→ **GIVEN REQUEST**
Quote the passage from the article on Dinamo București II between "In the sixteenths-finals phase of the Cupa" and "for Dinamo II.", inclusive.

→ **SELECTED TEXT**

________________________

Dinamo București II
- Full name: Fotbal Club Dinamo București II
- Nickname: Câinii roșii mici (Little red dogs)
- Short name: Dinamo II
- Founded: 2003
- Ground: Romprim
- Capacity: 2,500
- Manager: Constantin Stoian
- Coach: Adrian Ropotan
- League: Liga III
- 2025–26: Liga III, Seria III, 11th (relegated)
| Home colours | Away colours | Third colours |

= FC Dinamo București II =

Romanian football club

Fotbal Club Dinamo București II, commonly known as Dinamo București II (/ro/) or simply Dinamo II, is the reserve squad of Romanian football side FC Dinamo București.

==History==
One of the greatest performances in the history of the club was eliminating first league team Politehnica Timișoara with 3–2 in the sixteenths-finals phase of the 2004–05 Romanian Cup edition. They were eliminated in the next phase of the competition by FC Universitatea Craiova after losing with 3–2.

From 2007, Dinamo managed to keep its place in the second division, being close to relegation in 2010, when the team finished 15th, only one point above the relegation zone.

Across the years, the team was managed by former big players of the first squad: Ion Moldovan, Ionel Augustin, Dumitru Moraru, Costel Orac, Liviu Ciobotariu, Flavius Stoican, Ion Marin, Florentin Petre or Florin Bratu.

Dinamo II is a launching platform for players from the youth sector of the Bucharest club. During the years, players like Adrian Scarlatache, Ștefan Radu, Adrian Ropotan, Cristian Pulhac, Zié Diabaté, Marius Alexe, Constantin Nica or Nicolae Mitea made their breakthrough in football for the team.

Dinamo II relegated to the third division of Romanian football at the end of the 2012–13 season.

In the sixteenths-finals phase of the Cupa României 2016–17 edition Dinamo II played against their first team, Dinamo București, the game ending with a 2–1 loss for Dinamo II.

In the summer of 2017, Dinamo București owner, Ionuț Negoiță retired the team from Liga III and then dissolved it after 14 years of existence.

On 17 August 2020, only days after Negoiță sold the club to Benel International SA, the Spanish company decided to refound the second team, name it Dinamo B and to register to the Liga III.

________________________

Coordinate annotation records:

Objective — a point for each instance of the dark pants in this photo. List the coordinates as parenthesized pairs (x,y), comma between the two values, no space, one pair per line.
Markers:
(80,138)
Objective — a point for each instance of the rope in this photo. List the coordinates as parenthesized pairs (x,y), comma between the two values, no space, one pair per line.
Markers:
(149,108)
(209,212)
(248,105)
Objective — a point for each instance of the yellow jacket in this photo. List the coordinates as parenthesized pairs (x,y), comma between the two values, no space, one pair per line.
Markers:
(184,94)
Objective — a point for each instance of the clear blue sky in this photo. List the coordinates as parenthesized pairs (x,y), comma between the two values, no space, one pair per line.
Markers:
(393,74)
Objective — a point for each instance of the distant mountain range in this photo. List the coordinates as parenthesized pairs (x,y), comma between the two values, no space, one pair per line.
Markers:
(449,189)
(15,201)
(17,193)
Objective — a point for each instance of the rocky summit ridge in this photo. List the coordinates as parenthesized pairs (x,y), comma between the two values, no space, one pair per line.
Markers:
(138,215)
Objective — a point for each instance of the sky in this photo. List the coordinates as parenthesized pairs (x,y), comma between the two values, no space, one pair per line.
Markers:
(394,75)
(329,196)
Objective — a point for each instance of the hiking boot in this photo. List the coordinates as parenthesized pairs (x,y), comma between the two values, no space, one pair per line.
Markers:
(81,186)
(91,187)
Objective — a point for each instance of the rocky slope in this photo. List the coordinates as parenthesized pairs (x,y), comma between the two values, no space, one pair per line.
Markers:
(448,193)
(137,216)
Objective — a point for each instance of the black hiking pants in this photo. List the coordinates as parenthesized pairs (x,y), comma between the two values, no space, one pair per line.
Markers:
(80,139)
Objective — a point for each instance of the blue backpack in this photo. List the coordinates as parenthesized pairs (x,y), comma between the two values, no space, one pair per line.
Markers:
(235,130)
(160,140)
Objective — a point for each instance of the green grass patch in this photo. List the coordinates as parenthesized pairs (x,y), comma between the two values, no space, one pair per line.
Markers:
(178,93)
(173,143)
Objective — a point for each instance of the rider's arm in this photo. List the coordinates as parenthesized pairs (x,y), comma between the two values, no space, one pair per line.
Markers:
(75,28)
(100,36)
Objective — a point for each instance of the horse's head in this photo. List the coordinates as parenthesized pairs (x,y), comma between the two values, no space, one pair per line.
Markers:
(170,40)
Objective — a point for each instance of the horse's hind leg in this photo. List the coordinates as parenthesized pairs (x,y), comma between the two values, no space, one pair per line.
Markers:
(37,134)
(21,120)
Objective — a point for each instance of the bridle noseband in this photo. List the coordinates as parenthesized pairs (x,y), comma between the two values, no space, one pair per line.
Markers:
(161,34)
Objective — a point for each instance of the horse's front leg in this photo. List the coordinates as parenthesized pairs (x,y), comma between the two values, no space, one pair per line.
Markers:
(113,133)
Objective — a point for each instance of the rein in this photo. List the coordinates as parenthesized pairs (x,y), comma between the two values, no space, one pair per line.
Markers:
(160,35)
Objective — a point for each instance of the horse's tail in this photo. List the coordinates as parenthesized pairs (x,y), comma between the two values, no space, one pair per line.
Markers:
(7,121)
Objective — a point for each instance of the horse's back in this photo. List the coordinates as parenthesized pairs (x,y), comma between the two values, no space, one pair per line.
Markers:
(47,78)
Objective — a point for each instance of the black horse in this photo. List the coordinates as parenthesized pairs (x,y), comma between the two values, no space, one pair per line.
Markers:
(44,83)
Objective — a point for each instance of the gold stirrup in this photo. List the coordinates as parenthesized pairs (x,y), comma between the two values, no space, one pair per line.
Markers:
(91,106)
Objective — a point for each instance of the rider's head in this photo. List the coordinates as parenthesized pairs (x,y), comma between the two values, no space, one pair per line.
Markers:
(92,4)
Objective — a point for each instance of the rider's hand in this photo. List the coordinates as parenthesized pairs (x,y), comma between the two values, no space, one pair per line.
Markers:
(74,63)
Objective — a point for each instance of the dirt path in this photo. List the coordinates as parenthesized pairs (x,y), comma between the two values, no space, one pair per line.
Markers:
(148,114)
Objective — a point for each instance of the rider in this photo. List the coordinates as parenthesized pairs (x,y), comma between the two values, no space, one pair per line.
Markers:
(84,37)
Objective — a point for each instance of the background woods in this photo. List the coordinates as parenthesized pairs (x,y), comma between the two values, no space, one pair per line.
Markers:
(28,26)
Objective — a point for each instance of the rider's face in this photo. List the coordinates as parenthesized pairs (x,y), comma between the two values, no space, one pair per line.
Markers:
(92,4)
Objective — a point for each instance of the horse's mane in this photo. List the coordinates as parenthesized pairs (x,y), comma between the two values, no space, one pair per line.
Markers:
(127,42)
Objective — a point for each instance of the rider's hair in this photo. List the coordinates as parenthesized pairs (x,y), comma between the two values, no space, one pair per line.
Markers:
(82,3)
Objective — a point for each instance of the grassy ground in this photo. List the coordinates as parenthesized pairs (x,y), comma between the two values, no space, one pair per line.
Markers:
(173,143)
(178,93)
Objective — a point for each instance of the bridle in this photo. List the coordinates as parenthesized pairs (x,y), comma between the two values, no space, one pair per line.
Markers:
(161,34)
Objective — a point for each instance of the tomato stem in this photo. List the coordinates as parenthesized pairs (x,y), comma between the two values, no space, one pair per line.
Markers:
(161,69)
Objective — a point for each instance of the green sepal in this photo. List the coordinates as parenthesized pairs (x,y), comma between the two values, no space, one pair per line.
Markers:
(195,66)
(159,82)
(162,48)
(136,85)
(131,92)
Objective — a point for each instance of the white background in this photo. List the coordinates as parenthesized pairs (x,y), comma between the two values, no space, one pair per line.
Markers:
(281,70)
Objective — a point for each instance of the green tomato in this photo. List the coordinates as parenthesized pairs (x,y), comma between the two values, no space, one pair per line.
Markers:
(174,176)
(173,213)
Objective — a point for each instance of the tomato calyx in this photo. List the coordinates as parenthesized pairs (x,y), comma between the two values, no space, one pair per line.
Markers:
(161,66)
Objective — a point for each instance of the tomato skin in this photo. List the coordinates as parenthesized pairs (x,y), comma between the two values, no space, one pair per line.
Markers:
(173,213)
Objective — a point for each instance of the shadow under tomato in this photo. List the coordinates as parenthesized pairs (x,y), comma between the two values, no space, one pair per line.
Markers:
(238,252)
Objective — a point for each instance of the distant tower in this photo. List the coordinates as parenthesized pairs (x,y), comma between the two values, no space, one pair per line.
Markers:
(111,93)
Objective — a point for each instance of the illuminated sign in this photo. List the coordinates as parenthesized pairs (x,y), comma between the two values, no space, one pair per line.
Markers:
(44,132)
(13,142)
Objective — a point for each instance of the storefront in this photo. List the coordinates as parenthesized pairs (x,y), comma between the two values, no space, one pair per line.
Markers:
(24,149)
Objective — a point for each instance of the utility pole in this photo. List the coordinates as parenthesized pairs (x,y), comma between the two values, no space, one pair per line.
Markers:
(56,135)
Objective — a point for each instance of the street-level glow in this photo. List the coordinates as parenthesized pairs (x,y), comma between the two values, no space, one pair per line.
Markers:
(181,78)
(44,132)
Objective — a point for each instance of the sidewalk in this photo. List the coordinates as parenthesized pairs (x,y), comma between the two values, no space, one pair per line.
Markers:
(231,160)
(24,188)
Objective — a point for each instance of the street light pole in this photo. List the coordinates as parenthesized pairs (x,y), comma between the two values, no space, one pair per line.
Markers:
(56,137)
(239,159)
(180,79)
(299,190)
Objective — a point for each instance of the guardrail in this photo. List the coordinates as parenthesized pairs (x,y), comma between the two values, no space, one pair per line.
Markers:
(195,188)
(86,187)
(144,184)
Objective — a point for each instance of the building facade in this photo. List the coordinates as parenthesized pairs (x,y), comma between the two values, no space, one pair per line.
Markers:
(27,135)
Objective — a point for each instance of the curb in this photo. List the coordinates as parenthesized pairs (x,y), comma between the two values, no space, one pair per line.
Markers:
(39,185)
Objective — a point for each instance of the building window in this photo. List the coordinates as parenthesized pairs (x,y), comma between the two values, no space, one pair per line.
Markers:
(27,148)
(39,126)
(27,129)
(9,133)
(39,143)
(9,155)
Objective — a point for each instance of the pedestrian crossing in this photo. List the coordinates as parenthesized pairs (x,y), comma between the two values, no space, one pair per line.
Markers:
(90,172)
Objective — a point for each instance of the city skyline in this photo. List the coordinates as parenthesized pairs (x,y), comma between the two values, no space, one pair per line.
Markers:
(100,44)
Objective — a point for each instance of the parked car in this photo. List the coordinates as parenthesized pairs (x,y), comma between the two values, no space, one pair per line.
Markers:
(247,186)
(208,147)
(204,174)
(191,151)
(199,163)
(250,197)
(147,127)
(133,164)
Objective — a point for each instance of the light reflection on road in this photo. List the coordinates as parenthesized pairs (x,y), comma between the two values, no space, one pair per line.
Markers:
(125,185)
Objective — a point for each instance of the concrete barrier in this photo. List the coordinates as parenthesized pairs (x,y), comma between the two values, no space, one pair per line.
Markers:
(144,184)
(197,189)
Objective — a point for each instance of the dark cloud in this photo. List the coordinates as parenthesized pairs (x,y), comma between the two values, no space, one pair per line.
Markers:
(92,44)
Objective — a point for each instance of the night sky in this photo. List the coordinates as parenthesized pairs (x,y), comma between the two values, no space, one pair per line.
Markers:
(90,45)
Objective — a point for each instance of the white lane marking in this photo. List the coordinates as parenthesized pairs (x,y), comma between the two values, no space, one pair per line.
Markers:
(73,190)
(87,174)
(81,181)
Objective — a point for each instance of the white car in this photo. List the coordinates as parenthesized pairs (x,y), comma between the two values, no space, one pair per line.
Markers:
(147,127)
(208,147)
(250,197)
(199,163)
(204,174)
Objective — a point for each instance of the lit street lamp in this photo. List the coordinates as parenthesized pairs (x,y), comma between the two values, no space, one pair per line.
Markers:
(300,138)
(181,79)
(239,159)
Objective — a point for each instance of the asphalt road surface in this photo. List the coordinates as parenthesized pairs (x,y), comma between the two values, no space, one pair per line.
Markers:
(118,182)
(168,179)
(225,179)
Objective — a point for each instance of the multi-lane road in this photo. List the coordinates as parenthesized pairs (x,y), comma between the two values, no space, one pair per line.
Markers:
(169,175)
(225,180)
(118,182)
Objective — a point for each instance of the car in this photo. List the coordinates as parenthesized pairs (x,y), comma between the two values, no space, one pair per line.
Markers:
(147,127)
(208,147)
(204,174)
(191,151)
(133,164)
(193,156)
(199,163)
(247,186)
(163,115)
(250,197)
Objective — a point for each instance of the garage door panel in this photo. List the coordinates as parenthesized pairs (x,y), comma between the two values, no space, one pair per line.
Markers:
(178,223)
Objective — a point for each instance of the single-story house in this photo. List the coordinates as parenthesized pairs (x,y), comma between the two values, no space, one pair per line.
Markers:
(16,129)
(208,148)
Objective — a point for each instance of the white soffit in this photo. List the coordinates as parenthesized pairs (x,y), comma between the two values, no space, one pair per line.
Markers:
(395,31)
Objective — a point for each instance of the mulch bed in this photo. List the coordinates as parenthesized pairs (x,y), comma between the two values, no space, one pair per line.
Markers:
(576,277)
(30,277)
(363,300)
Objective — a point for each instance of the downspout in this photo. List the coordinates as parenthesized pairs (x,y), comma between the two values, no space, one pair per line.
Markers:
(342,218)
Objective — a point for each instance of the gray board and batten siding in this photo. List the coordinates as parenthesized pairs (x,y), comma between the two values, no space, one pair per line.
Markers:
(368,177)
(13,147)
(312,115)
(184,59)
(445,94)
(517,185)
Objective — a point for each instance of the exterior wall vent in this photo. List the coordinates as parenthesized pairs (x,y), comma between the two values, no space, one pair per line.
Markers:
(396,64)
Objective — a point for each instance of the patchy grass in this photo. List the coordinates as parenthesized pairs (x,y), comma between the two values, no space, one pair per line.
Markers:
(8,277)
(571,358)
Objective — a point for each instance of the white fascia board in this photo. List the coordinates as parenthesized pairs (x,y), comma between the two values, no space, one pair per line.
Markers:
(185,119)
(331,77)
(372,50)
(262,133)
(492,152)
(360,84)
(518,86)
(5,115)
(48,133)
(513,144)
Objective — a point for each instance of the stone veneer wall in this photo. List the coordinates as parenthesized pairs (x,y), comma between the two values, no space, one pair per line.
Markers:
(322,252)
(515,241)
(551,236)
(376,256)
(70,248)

________________________

→ **FULL RESPONSE**
In the sixteenths-finals phase of the Cupa României 2016–17 edition Dinamo II played against their first team, Dinamo București, the game ending with a 2–1 loss for Dinamo II.